■ **PROBLEM DESCRIPTION**:
If a line in the records below contains "clock", copy that line.

Referring expression data:
╔══

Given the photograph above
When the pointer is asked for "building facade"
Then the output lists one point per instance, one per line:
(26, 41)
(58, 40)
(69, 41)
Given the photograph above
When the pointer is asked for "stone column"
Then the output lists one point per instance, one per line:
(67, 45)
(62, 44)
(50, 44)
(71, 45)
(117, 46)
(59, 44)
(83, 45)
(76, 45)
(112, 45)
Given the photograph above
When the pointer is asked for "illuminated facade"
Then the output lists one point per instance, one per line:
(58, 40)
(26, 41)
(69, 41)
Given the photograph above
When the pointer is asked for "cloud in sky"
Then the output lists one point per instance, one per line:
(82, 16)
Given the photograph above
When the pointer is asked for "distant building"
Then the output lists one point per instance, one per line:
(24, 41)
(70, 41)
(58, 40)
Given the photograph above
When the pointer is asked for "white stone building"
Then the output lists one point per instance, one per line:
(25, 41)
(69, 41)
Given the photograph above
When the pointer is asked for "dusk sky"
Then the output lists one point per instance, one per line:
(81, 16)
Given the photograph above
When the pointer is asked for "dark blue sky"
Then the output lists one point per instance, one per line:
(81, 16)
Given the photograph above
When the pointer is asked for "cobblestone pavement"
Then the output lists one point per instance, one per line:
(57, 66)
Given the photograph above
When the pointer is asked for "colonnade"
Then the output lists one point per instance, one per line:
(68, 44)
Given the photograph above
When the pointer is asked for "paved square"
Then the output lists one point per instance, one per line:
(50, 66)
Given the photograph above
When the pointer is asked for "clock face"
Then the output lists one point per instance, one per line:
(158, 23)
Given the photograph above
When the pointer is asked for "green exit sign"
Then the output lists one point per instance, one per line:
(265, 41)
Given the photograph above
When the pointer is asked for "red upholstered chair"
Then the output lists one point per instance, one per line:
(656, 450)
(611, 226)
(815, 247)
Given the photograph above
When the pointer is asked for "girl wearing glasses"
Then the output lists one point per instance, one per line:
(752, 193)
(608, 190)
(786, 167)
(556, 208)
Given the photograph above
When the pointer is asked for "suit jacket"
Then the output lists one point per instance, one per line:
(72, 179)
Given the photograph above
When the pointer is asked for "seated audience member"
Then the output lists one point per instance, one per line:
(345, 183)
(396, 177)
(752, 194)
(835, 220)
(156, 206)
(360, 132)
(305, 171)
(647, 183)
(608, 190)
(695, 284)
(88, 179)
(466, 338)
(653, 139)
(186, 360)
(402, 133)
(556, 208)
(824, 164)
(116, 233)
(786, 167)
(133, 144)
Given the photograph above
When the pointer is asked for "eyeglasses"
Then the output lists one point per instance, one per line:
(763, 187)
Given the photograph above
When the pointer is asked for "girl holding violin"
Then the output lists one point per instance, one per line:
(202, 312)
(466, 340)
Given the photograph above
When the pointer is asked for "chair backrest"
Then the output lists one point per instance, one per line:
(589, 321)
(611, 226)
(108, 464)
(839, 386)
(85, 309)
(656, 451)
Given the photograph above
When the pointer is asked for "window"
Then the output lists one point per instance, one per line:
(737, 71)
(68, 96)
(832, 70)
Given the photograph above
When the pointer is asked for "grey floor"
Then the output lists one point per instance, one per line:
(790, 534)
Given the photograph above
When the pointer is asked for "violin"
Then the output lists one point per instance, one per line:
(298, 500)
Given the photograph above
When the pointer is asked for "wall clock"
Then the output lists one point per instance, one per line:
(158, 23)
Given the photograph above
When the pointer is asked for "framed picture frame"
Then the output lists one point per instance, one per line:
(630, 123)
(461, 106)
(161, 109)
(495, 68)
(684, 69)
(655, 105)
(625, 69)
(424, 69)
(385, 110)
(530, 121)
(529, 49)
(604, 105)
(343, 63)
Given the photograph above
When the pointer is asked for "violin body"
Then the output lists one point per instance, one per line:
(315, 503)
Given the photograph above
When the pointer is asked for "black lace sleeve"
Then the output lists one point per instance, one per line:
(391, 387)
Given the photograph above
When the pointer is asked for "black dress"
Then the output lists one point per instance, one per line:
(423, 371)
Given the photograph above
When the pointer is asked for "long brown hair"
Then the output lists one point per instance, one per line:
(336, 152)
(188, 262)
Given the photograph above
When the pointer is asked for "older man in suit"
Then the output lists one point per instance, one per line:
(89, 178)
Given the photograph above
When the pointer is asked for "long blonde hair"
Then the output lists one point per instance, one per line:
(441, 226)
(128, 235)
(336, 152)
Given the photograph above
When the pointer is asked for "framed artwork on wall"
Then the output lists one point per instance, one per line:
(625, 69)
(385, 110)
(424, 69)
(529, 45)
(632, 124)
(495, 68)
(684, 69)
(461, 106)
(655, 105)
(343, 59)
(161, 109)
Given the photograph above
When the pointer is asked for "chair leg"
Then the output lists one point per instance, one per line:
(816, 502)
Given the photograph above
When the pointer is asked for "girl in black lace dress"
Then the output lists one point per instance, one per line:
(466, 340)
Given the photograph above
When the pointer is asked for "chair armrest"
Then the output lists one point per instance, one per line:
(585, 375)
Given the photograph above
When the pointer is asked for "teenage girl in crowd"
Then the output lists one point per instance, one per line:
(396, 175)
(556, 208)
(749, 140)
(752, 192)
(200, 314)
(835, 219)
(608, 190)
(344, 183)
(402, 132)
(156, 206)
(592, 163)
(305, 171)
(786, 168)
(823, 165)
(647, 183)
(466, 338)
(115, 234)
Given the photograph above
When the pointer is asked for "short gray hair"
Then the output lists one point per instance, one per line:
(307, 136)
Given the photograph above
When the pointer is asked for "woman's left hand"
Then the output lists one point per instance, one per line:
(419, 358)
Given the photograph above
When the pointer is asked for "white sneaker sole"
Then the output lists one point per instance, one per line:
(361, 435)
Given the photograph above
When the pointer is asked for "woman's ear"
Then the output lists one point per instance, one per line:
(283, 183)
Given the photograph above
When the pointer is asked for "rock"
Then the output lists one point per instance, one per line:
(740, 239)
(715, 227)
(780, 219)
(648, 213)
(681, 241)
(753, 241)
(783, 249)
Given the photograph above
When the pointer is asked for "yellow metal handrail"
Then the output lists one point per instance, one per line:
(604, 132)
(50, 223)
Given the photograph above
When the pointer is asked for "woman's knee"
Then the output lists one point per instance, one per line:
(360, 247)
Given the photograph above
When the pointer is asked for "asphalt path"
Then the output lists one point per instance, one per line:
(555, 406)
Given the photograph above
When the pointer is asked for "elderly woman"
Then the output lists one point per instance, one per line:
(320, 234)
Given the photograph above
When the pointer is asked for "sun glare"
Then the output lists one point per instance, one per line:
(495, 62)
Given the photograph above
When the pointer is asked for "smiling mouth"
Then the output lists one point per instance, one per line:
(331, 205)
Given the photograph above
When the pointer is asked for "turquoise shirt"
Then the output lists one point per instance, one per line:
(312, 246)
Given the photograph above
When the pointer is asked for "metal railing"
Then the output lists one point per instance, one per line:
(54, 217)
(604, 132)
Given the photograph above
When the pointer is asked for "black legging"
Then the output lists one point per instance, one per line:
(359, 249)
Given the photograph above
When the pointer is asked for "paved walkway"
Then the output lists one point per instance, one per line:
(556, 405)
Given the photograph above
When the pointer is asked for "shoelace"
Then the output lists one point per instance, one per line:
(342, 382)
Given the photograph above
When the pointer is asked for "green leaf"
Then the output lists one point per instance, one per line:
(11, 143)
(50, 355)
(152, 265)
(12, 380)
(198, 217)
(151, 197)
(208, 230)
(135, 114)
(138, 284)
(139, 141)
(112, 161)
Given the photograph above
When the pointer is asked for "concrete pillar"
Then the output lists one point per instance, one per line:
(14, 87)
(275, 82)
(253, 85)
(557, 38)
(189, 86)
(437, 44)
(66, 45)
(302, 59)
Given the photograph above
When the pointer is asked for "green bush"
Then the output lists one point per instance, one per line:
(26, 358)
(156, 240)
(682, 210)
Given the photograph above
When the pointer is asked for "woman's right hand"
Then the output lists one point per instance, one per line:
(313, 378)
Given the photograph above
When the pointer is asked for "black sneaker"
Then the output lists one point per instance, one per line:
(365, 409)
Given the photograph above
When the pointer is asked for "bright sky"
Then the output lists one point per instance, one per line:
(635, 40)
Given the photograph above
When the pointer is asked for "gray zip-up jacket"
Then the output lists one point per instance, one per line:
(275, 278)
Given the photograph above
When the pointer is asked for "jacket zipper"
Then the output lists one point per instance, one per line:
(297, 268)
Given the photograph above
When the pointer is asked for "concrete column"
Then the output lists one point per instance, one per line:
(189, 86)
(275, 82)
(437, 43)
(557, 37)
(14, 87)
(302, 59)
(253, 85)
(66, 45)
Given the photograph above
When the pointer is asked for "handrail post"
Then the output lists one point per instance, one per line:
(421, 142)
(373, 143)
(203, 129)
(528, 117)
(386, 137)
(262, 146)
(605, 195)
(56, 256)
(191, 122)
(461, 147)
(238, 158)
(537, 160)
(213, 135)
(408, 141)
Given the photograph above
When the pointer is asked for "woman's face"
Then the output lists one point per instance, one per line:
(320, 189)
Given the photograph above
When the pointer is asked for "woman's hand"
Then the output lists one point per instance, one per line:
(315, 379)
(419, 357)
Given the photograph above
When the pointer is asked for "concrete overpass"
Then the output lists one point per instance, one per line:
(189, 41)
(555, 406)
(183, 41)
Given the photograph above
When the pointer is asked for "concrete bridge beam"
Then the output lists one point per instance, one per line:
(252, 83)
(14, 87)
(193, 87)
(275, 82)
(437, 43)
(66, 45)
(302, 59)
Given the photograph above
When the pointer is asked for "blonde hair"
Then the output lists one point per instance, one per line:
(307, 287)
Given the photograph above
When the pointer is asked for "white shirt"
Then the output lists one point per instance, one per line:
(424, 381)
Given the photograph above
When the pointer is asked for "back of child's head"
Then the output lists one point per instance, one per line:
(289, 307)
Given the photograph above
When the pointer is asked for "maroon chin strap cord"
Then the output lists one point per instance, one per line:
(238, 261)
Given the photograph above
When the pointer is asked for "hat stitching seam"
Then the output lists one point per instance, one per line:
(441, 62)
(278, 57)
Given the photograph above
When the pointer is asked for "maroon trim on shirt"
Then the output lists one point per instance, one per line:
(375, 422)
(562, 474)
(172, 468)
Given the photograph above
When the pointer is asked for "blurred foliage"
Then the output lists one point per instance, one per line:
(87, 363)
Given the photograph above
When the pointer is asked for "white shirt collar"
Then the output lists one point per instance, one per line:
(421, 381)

╚══

■ **TASK RESPONSE**:
When the pointer is asked for "clock face"
When the pointer is asked for "wall clock"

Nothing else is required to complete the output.